↓
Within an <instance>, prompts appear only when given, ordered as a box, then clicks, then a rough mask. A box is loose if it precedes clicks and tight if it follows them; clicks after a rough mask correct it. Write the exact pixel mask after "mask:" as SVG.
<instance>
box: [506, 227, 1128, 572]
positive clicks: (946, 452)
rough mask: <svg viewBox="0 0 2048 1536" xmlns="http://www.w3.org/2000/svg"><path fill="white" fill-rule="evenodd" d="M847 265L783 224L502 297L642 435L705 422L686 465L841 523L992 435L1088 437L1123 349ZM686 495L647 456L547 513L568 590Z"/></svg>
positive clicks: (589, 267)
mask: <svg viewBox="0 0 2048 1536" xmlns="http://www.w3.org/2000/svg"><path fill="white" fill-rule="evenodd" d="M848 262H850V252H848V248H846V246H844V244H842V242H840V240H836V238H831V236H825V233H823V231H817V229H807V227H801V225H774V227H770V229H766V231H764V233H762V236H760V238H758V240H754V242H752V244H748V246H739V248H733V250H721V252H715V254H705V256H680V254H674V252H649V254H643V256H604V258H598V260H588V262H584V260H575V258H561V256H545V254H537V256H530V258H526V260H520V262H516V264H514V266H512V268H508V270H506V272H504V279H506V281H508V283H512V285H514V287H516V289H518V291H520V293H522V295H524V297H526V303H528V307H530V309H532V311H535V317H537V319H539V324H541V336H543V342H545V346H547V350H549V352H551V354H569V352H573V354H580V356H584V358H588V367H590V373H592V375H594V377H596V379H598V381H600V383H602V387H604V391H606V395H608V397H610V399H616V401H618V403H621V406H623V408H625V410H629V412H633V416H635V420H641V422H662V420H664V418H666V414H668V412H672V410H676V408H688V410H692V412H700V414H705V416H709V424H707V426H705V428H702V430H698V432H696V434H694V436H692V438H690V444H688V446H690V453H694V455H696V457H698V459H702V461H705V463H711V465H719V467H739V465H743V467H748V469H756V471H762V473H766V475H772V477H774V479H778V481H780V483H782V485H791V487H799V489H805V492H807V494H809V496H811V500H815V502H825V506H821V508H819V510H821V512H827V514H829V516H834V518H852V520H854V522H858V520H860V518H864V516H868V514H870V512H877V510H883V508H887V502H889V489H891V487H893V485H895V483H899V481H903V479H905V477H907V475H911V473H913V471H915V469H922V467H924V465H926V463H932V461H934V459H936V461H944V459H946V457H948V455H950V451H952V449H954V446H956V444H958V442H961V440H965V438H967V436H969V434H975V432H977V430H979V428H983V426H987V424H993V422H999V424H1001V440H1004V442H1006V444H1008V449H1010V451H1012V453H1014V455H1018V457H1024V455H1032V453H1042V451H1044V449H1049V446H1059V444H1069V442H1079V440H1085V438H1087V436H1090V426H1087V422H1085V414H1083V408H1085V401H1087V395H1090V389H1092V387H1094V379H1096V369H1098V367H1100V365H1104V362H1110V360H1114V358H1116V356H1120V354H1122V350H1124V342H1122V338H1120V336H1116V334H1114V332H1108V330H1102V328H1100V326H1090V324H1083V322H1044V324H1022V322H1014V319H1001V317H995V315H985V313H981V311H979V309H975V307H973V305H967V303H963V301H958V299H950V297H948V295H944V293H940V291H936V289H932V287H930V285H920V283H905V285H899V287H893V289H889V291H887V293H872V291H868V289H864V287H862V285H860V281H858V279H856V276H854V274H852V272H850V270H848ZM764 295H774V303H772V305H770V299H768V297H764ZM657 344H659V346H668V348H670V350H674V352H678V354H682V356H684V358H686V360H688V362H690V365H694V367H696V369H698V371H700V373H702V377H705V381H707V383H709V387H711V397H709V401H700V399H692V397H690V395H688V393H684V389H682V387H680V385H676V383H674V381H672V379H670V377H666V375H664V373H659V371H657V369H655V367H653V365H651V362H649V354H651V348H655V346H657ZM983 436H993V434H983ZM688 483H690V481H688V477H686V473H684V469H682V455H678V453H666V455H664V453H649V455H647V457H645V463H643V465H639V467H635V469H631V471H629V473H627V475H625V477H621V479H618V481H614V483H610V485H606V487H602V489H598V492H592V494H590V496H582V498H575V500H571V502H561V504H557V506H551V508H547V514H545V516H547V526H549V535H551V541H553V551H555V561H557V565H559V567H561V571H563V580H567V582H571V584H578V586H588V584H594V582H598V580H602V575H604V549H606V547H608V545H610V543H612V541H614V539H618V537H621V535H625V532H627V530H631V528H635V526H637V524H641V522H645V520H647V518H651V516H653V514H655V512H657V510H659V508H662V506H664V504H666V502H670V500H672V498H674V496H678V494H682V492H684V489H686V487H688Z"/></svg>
↑
Update the entries above by changing every "rough mask" to "coarse mask", and keep everything else the same.

◆ Reply to the exercise:
Within an <instance>, prompts appear only when given, ordered as a box, then clicks, then a coarse mask. A box is loose if it precedes clicks and tight if it follows them; clicks after a coarse mask correct it. Write the exact pixel mask after "mask:" as SVG.
<instance>
box: [506, 227, 1128, 572]
positive clicks: (946, 452)
coarse mask: <svg viewBox="0 0 2048 1536" xmlns="http://www.w3.org/2000/svg"><path fill="white" fill-rule="evenodd" d="M847 265L783 224L502 297L642 435L705 422L686 465L841 523L992 435L1088 437L1123 349ZM686 495L647 456L547 513L568 590Z"/></svg>
positive clicks: (589, 267)
mask: <svg viewBox="0 0 2048 1536" xmlns="http://www.w3.org/2000/svg"><path fill="white" fill-rule="evenodd" d="M848 262H850V252H848V248H846V246H844V244H842V242H840V240H836V238H831V236H825V233H823V231H817V229H807V227H801V225H774V227H770V229H766V231H764V233H762V236H760V238H758V240H754V242H752V244H748V246H739V248H733V250H721V252H715V254H705V256H680V254H674V252H649V254H643V256H604V258H598V260H588V262H584V260H575V258H561V256H545V254H537V256H530V258H526V260H520V262H516V264H514V266H512V268H508V270H506V272H504V279H506V281H508V283H512V285H514V287H516V289H518V291H520V293H522V295H524V297H526V303H528V307H530V309H532V311H535V317H537V319H539V324H541V336H543V342H545V346H547V350H549V352H551V354H569V352H573V354H580V356H584V358H588V367H590V373H592V375H594V377H596V379H598V381H600V383H602V387H604V391H606V395H608V397H610V399H616V401H618V403H621V406H623V408H625V410H629V412H633V416H635V420H641V422H662V420H664V418H666V414H668V412H672V410H676V408H688V410H692V412H700V414H705V416H709V424H707V426H705V428H702V430H698V432H696V434H694V436H692V438H690V444H688V446H690V453H694V455H696V457H698V459H702V461H705V463H711V465H719V467H739V465H743V467H748V469H756V471H762V473H766V475H772V477H774V479H778V481H780V483H782V485H791V487H799V489H805V492H807V494H809V496H811V500H815V502H825V506H821V508H819V510H821V512H827V514H829V516H834V518H852V520H854V522H858V520H860V518H864V516H868V514H870V512H877V510H883V508H887V502H889V489H891V487H893V485H895V483H899V481H903V479H905V477H907V475H911V473H913V471H915V469H922V467H924V465H926V463H932V461H934V459H936V461H944V459H946V457H948V455H950V451H952V449H954V446H956V444H958V442H961V440H965V438H967V436H969V434H975V432H977V430H979V428H983V426H987V424H993V422H999V424H1001V440H1004V442H1006V444H1008V449H1010V451H1012V453H1014V455H1018V457H1024V455H1032V453H1042V451H1044V449H1049V446H1059V444H1069V442H1079V440H1085V438H1087V436H1090V426H1087V422H1085V414H1083V408H1085V401H1087V395H1090V389H1092V387H1094V379H1096V369H1098V367H1100V365H1104V362H1110V360H1114V358H1116V356H1120V354H1122V350H1124V342H1122V338H1120V336H1116V334H1114V332H1108V330H1102V328H1100V326H1090V324H1083V322H1044V324H1022V322H1014V319H1001V317H995V315H985V313H981V311H979V309H975V307H973V305H967V303H963V301H958V299H950V297H948V295H944V293H940V291H936V289H932V287H930V285H920V283H905V285H899V287H893V289H889V291H887V293H872V291H868V289H864V287H862V285H860V281H858V279H856V276H854V274H852V272H850V270H848ZM764 295H774V303H772V305H770V299H768V297H764ZM657 344H659V346H668V348H670V350H674V352H678V354H682V356H684V358H686V360H688V362H690V365H694V367H696V369H698V371H700V373H702V377H705V381H707V383H709V387H711V397H709V401H700V399H692V397H690V395H688V393H684V389H682V387H680V385H676V383H674V381H672V379H670V377H666V375H664V373H659V371H657V369H655V367H653V365H651V362H649V354H651V348H655V346H657ZM983 436H993V434H983ZM688 483H690V481H688V477H686V473H684V469H682V455H678V453H666V455H664V453H649V455H647V457H645V463H643V465H639V467H635V469H631V471H629V473H627V475H625V477H621V479H618V481H614V483H610V485H606V487H602V489H598V492H592V494H590V496H582V498H575V500H571V502H561V504H557V506H551V508H547V514H545V516H547V526H549V535H551V541H553V551H555V561H557V565H559V567H561V571H563V580H567V582H571V584H578V586H588V584H594V582H598V580H602V575H604V549H606V547H608V545H610V543H612V541H614V539H618V537H621V535H625V532H627V530H631V528H635V526H637V524H641V522H645V520H647V518H651V516H653V514H655V512H657V510H659V508H662V506H664V504H666V502H670V500H672V498H674V496H678V494H682V492H684V489H686V487H688Z"/></svg>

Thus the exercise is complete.